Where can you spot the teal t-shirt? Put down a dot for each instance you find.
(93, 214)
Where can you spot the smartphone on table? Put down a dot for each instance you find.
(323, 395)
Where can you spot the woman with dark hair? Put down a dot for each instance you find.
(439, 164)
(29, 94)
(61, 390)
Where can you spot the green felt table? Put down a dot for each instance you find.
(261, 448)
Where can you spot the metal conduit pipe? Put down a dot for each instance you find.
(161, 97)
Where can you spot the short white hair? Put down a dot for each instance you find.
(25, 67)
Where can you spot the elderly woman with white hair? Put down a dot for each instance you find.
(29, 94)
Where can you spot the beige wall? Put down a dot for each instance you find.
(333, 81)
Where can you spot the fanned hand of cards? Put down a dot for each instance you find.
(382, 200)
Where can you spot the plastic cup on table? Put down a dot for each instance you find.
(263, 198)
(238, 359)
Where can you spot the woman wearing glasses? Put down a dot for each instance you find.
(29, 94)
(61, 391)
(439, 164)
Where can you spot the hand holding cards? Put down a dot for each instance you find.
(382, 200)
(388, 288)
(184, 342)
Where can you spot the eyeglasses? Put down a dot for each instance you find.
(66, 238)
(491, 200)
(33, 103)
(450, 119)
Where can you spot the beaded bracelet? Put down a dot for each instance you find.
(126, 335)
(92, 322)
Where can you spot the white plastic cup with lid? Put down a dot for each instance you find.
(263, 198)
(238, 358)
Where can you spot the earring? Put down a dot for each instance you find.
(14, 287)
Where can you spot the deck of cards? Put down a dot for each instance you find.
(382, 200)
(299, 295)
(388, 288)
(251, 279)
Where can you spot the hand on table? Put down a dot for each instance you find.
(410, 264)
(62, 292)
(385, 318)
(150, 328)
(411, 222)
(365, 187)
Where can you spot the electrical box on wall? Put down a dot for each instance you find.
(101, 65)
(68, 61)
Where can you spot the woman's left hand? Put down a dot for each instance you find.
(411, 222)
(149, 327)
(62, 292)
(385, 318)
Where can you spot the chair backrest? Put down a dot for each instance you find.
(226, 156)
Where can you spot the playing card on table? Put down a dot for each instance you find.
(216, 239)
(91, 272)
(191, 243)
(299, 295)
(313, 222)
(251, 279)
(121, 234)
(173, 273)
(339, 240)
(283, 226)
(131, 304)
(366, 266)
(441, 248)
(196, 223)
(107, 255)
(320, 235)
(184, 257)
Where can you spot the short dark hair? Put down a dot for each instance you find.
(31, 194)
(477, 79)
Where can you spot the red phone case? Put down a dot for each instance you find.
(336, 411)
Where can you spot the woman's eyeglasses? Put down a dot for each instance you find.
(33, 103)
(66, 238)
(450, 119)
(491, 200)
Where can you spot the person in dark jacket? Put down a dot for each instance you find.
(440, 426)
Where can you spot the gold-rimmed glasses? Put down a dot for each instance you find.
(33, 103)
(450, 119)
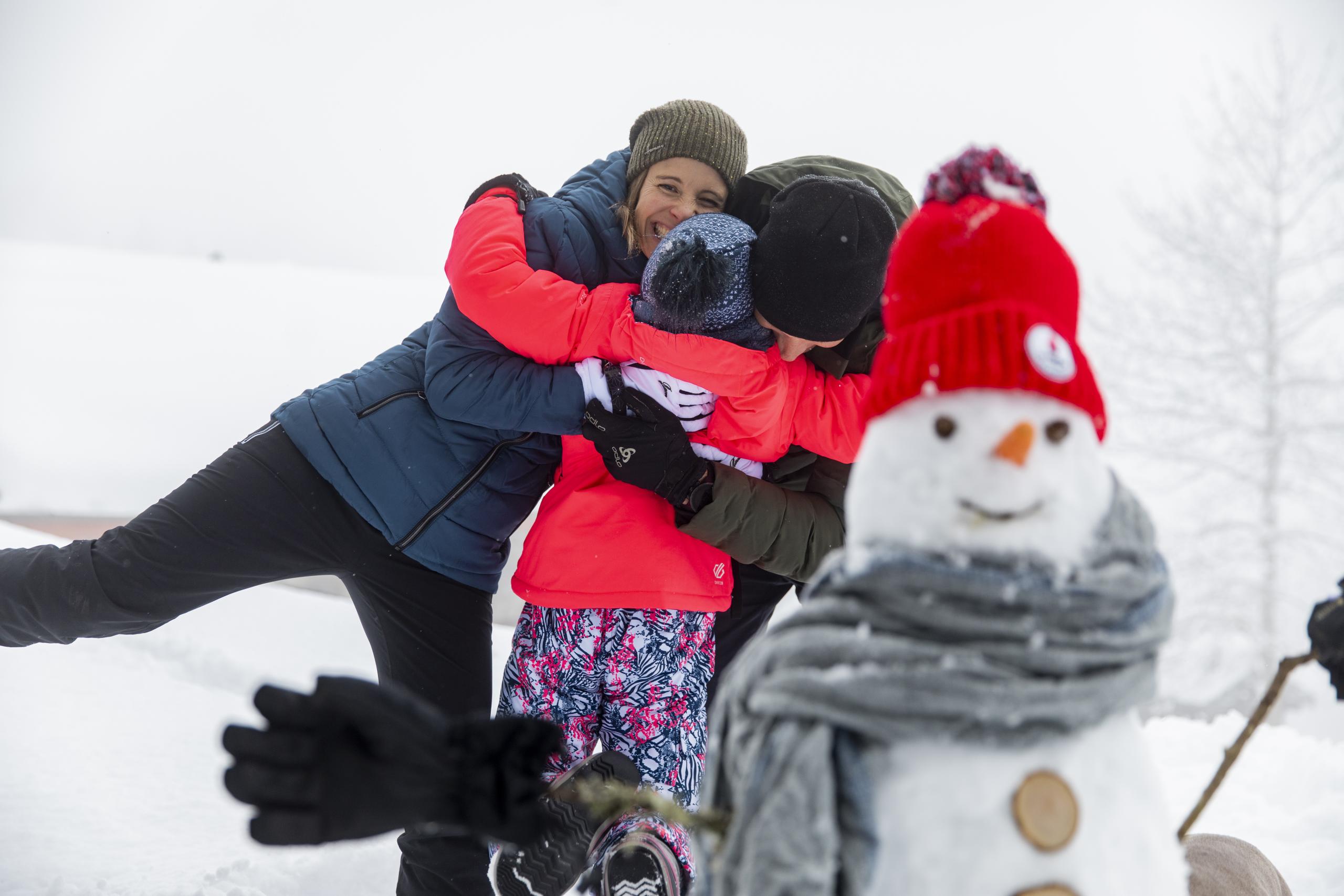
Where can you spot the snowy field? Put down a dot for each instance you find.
(111, 762)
######
All of the lines above should be copied exactly, apart from the pictures.

Where can you spot the teal t-shirt? Put down a dot for each instance you find.
(93, 214)
Where can you spot the smartphone on table? Put down a dot for each instance you find.
(323, 395)
Where can you spot the woman with dark hair? Put down a dot for each instance you find.
(439, 164)
(29, 94)
(61, 390)
Where can you spot the green felt table? Put down a dot for each instance you find.
(261, 448)
Where can you spot the metal conduit pipe? Put down a dot for each instance you find.
(161, 97)
Where can you spot the short white hair? Put down a dot for each instance you find.
(25, 67)
Where can you spot the elderly woman with white hair? Put down a dot for each instance you find.
(29, 94)
Where can you spot the beige wall? Put down a dot for each instance you find.
(333, 81)
Where can you spot the fanned hand of cards? Put down a dot for each instance you find.
(382, 200)
Where can you spot the plastic cup on table? Put down a dot for each instance you find.
(263, 198)
(238, 359)
Where can you spot the woman wearing glasses? Put down a dot for each instance you find.
(29, 94)
(61, 391)
(439, 164)
Where can you spot the hand holding cards? Put down a dot for each instance you find.
(382, 200)
(388, 288)
(184, 342)
Where can you spot the eyeglasses? Put down a dot for each instance you find.
(66, 238)
(491, 200)
(33, 103)
(450, 119)
Where can you spot the beaded bracelet? Put down a dot for each instance you find.
(126, 335)
(92, 322)
Where can you spot the white plastic cup with lid? Put down a dot for each instance you find.
(263, 198)
(238, 358)
Where can you spot the earring? Put down a dot for each instance you find.
(14, 287)
Where can you spot the deck of cards? Put down a dot for each instance you find.
(382, 200)
(299, 295)
(388, 288)
(251, 279)
Where can you spot the hand on table? Put down a dot for each instance you find.
(410, 264)
(62, 292)
(385, 318)
(150, 328)
(411, 222)
(365, 187)
Where can you spot the electrical box on wall? Put down a dot for each instance you find.
(101, 65)
(68, 61)
Where can you spot the woman's left hand? Put down a dot for each instance you find.
(411, 222)
(149, 327)
(62, 292)
(385, 318)
Where can you spot the chair backrest? Put down a dot for each instance you find.
(226, 156)
Where can you spot the playing card on table? Put down a dot for each instance you find.
(216, 239)
(91, 272)
(191, 243)
(299, 295)
(313, 222)
(251, 279)
(121, 234)
(173, 273)
(339, 240)
(283, 226)
(131, 304)
(366, 266)
(441, 248)
(196, 223)
(107, 255)
(320, 235)
(184, 257)
Where can you spot the short dark hair? Put down a dot for each instance you find.
(31, 194)
(477, 79)
Where can you spot the red phone case? Put down a dot for each instance you find.
(336, 411)
Where can you spot the woman's eyeglasses? Put down a dot for each instance you find.
(33, 103)
(66, 238)
(450, 119)
(491, 200)
Where can you spot the person in dark jacket? Put down a dot for each instance you find.
(440, 426)
Where can you spot the gold-rimmed glasses? Put down a dot for each instance you find.
(33, 103)
(450, 119)
Where can you spot the snowy field? Put down a dot for each instance you find.
(111, 762)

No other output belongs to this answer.